• **TASK TO COMPLETE**: Only an exact reprint of all the data is acceptable.

• **Text-to-region grounding data**:

########################################

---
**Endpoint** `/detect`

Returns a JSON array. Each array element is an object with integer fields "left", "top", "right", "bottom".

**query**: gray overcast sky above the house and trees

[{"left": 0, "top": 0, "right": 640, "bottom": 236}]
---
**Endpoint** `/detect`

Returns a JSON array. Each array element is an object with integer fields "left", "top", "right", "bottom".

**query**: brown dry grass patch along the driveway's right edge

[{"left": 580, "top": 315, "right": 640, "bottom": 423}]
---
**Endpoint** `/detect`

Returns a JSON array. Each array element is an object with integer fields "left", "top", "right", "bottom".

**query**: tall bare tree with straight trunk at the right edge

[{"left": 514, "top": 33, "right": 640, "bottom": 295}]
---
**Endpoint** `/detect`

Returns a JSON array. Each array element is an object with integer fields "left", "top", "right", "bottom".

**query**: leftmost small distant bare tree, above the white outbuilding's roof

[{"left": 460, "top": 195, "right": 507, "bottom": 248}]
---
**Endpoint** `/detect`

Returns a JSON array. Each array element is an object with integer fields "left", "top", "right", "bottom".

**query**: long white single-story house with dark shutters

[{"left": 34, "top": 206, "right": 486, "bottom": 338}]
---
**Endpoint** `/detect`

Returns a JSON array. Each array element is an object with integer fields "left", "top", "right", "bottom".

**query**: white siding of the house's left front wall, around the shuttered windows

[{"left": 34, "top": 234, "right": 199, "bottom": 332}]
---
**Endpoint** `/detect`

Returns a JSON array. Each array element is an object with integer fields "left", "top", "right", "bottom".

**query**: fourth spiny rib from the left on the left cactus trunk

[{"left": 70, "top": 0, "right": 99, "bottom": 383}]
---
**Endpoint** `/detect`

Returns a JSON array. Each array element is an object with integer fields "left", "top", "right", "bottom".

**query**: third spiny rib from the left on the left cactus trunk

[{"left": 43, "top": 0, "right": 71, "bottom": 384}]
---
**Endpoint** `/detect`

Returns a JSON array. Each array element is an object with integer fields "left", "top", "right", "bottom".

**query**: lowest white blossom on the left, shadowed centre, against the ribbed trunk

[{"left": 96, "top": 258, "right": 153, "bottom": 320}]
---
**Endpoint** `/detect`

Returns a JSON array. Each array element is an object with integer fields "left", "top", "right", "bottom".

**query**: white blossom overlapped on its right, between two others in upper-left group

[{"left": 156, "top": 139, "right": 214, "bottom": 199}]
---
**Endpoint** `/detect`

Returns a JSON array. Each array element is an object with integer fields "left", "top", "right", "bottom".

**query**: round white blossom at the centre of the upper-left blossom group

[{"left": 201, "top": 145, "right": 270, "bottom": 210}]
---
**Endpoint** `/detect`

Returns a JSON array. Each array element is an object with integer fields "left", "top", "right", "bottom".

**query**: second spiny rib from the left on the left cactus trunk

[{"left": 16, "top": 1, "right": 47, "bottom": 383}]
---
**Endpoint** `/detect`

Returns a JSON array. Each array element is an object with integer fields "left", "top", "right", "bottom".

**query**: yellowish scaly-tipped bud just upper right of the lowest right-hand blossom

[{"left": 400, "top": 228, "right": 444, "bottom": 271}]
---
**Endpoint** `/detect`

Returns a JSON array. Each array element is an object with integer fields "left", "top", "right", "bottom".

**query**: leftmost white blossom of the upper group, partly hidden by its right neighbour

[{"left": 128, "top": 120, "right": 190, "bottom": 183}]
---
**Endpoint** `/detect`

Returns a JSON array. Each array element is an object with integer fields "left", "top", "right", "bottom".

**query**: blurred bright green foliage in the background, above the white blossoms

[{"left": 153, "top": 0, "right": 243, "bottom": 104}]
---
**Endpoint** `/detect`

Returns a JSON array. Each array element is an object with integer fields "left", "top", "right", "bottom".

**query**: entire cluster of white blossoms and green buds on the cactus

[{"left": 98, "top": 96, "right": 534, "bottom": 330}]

########################################

• **WORKED SOLUTION**:
---
**Endpoint** `/detect`

Returns a JSON array. Each array element is an object with integer fields "left", "top", "right", "bottom".

**query**: gray overcast sky above the house and trees

[{"left": 0, "top": 0, "right": 640, "bottom": 236}]
---
**Endpoint** `/detect`

Returns a JSON array. Each array element is an object with integer fields "left", "top", "right", "bottom".

**query**: brown dry grass patch along the driveway's right edge

[{"left": 580, "top": 315, "right": 640, "bottom": 423}]
---
**Endpoint** `/detect`

Returns a JSON array. Each array element is an object with integer fields "left", "top", "right", "bottom".

**query**: tall bare tree with straight trunk at the right edge

[{"left": 514, "top": 33, "right": 640, "bottom": 295}]
---
**Endpoint** `/detect`

Returns a JSON array. Each array element is an object with integer fields "left", "top", "right", "bottom".

**query**: leftmost small distant bare tree, above the white outbuilding's roof

[{"left": 460, "top": 195, "right": 507, "bottom": 248}]
---
**Endpoint** `/detect`

Returns a JSON array. Each array element is an object with integer fields "left", "top", "right", "bottom".

**query**: long white single-story house with dark shutters

[{"left": 34, "top": 206, "right": 486, "bottom": 338}]
---
**Endpoint** `/detect`

Returns a JSON array. Each array element is an object with integer fields "left", "top", "right", "bottom".

**query**: white siding of the house's left front wall, around the shuttered windows

[{"left": 34, "top": 234, "right": 199, "bottom": 332}]
---
**Endpoint** `/detect`

Returns a JSON array. Each array element is an object with integer fields "left", "top", "right", "bottom".

**query**: fourth spiny rib from the left on the left cactus trunk

[{"left": 70, "top": 0, "right": 99, "bottom": 383}]
---
**Endpoint** `/detect`

Returns a JSON array. Each array element is an object with integer fields "left", "top", "right", "bottom".

**query**: third spiny rib from the left on the left cactus trunk

[{"left": 43, "top": 0, "right": 71, "bottom": 384}]
---
**Endpoint** `/detect`

Returns a JSON array. Each array element is an object with integer fields "left", "top", "right", "bottom".

**query**: lowest white blossom on the left, shadowed centre, against the ribbed trunk

[{"left": 96, "top": 258, "right": 153, "bottom": 320}]
---
**Endpoint** `/detect`

Returns a JSON array. Each array element is an object with integer fields "left", "top", "right", "bottom".

**query**: white blossom overlapped on its right, between two others in upper-left group

[{"left": 156, "top": 139, "right": 214, "bottom": 199}]
---
**Endpoint** `/detect`

Returns a JSON array. Each array element is an object with integer fields "left", "top", "right", "bottom".

**query**: round white blossom at the centre of the upper-left blossom group

[{"left": 201, "top": 145, "right": 270, "bottom": 210}]
---
**Endpoint** `/detect`

Returns a JSON array. Each array element is an object with integer fields "left", "top", "right", "bottom".

**query**: second spiny rib from the left on the left cactus trunk

[{"left": 16, "top": 1, "right": 47, "bottom": 383}]
---
**Endpoint** `/detect`

Returns a JSON array. Each array element is an object with integer fields "left", "top", "right", "bottom".

**query**: yellowish scaly-tipped bud just upper right of the lowest right-hand blossom

[{"left": 400, "top": 228, "right": 444, "bottom": 271}]
---
**Endpoint** `/detect`

Returns a JSON array. Each array element is an object with integer fields "left", "top", "right", "bottom".

**query**: leftmost white blossom of the upper group, partly hidden by its right neighbour

[{"left": 128, "top": 120, "right": 190, "bottom": 183}]
---
**Endpoint** `/detect`

Returns a JSON array. Each array element is an object with integer fields "left", "top", "right", "bottom".

**query**: blurred bright green foliage in the background, above the white blossoms

[{"left": 153, "top": 0, "right": 243, "bottom": 104}]
---
**Endpoint** `/detect`

Returns a JSON array. Each array element is an object with integer fields "left", "top", "right", "bottom".

**query**: entire cluster of white blossoms and green buds on the cactus

[{"left": 98, "top": 96, "right": 534, "bottom": 330}]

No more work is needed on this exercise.